** Opening EXERCISE DATA block **

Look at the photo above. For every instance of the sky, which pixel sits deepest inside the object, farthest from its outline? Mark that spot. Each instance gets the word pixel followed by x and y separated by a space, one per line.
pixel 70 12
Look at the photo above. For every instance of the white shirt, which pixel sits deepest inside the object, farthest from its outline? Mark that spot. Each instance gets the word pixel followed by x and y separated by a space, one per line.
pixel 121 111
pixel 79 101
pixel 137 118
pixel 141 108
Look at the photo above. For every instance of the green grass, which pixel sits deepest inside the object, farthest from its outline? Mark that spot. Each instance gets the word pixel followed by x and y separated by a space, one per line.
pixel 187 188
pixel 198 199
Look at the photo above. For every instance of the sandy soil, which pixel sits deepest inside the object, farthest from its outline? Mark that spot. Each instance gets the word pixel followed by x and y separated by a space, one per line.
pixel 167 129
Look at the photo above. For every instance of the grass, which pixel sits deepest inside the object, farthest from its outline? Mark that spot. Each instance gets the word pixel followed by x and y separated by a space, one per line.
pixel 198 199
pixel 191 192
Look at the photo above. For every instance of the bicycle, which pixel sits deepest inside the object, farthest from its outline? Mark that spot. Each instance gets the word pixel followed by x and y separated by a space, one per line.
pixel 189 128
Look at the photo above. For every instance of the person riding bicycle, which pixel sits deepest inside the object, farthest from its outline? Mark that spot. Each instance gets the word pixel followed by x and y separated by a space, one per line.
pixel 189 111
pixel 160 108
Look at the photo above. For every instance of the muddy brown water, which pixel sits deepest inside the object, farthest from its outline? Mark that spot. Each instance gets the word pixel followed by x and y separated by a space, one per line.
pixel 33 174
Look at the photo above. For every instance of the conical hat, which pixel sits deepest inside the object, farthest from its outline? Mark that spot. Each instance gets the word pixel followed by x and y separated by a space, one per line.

** Closing EXERCISE DATA block **

**WHAT IS NEEDED**
Print every record above. Keep each one exactly as it is.

**THE ANSWER**
Look at the photo above. For every instance of the sky, which pixel sits deepest inside the object, farthest from its outline? Mark that spot. Each instance gets the word pixel followed by x and y separated by a space, one per line.
pixel 70 12
Look at the photo above. For every instance of the white shirt, which pixel sits deepest inside the object, farthest from its outline? Mark that spot. Each instance gets the word pixel followed by x and y separated by a space, one per line.
pixel 121 111
pixel 79 101
pixel 137 118
pixel 141 108
Look at the photo above. For every instance of the green grass, which pixel sits deepest inside the object, farthest from its outline? Mark that spot. Each instance gets the word pixel followed by x and y separated by a space, one per line.
pixel 187 188
pixel 198 199
Look at the photo above. For every instance of the sandy soil, which pixel sits deepest inside the object, farthest from its outline? Mark that spot. Each instance gets the word pixel followed by x and y separated by a space, one per line.
pixel 167 129
Look at the photo above. For every instance of the grass, which pixel sits deepest inside the object, farthest from its outline? Mark that spot. Each instance gets the word pixel followed by x and y separated by a space, one per line.
pixel 198 199
pixel 191 192
Look at the photo above. For every instance of the bicycle, which pixel sits deepest inside the object, farthest from its outline? Mark that spot. Each instance gets the word pixel followed by x and y separated by a space, one per line.
pixel 189 128
Look at the photo above. For every instance of the person riding bicycle, which pixel sits deepest inside the object, farthest from its outline? Mark that spot. Each instance gets the word pixel followed by x and y separated by a space, one per line.
pixel 189 111
pixel 160 108
Look at the photo above. For every instance of the muddy brown water, which pixel sits deepest inside the object, farthest from its outline? Mark that spot. Each instance gets the word pixel followed by x and y separated by a space, one per line.
pixel 33 174
Look at the photo above. For every instance of the conical hat, which pixel sits deepest inside the object, farthest from its outline? Mark that spot. Each instance gets the word pixel followed by x and y separated by a space, one per line.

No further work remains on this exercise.